> _TASK DIRECTIONS_:
Write out exactly the lines from the one containing "Would you be so kind as to point out the ground" through the last line of the records below, including both.

> _MATERIAL TO PROCESS_:

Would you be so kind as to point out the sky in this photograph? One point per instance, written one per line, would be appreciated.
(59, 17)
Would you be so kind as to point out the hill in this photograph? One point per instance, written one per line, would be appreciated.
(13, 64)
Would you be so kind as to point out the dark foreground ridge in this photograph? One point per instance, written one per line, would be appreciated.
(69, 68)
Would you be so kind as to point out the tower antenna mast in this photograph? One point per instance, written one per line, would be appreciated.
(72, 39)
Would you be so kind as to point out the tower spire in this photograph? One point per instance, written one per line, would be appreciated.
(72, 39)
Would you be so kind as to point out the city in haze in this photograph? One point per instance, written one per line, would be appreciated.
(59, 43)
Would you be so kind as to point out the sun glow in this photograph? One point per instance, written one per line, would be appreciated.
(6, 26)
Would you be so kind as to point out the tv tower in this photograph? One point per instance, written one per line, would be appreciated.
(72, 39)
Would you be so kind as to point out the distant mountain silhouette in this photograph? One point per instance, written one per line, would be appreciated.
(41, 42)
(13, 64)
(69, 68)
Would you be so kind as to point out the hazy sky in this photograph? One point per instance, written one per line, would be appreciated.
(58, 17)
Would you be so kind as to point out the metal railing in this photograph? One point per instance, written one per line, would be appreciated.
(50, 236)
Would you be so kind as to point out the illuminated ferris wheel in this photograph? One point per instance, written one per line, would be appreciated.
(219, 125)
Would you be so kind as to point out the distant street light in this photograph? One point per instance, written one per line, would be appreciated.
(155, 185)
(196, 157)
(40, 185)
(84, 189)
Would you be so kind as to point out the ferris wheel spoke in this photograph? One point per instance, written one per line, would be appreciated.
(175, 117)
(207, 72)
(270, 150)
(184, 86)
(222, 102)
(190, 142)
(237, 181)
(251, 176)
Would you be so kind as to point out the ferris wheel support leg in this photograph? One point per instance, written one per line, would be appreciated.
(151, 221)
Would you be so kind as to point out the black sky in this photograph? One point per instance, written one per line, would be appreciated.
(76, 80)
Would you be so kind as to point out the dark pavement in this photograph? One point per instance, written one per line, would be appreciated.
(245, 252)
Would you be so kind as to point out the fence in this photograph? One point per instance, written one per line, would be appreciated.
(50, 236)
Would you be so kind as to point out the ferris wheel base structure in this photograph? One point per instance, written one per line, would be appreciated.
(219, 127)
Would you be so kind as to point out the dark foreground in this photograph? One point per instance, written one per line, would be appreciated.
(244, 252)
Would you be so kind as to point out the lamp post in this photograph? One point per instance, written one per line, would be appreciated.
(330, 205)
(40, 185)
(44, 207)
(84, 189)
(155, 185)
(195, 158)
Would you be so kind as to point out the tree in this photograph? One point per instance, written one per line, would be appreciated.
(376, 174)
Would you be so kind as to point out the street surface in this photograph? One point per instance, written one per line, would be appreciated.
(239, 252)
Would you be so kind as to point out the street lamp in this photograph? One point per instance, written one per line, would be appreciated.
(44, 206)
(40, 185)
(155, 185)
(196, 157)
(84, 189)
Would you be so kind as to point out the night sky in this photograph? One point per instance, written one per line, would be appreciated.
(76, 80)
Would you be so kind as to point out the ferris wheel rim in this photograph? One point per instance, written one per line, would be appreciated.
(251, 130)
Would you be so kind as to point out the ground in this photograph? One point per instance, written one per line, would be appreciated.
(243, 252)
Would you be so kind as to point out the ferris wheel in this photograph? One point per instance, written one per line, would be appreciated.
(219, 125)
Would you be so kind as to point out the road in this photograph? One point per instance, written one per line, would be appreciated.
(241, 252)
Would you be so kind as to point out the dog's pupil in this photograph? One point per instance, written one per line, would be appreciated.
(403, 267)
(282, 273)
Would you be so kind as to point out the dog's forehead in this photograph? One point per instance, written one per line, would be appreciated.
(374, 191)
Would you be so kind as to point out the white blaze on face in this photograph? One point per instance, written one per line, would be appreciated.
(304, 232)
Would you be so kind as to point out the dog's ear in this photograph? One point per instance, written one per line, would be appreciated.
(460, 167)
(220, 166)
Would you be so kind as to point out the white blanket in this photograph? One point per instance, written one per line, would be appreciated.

> _REPLY_:
Would you be so kind as to point out the ground in this photograph? One point per instance, written one per line, would be appreciated.
(243, 252)
Would you be so kind as to point out the ferris wheel in this photograph? One point per instance, written one per line, would be appreciated.
(219, 125)
Would you be so kind as to point out the road in this photograph? One point per instance, written one per line, would be appreciated.
(241, 252)
Would you be so kind as to point out the dog's pupil in this photograph? One point per instance, written one per line, would be appreciated.
(403, 267)
(282, 273)
Would you be so kind as to point out the dog's forehead in this photograph? One point per instance, written one per line, would be appreciated.
(374, 191)
Would you be so kind as to point out the white blaze on face in this photograph? One point per instance, written one per line, would be appreciated.
(304, 232)
Would you be so kind as to point out the dog's ear in this photograph? One point per instance, written one per line, would be appreciated.
(460, 167)
(220, 166)
Would you be so kind as to point out the white blanket in this photograph? One point per instance, written one per line, would be appreciated.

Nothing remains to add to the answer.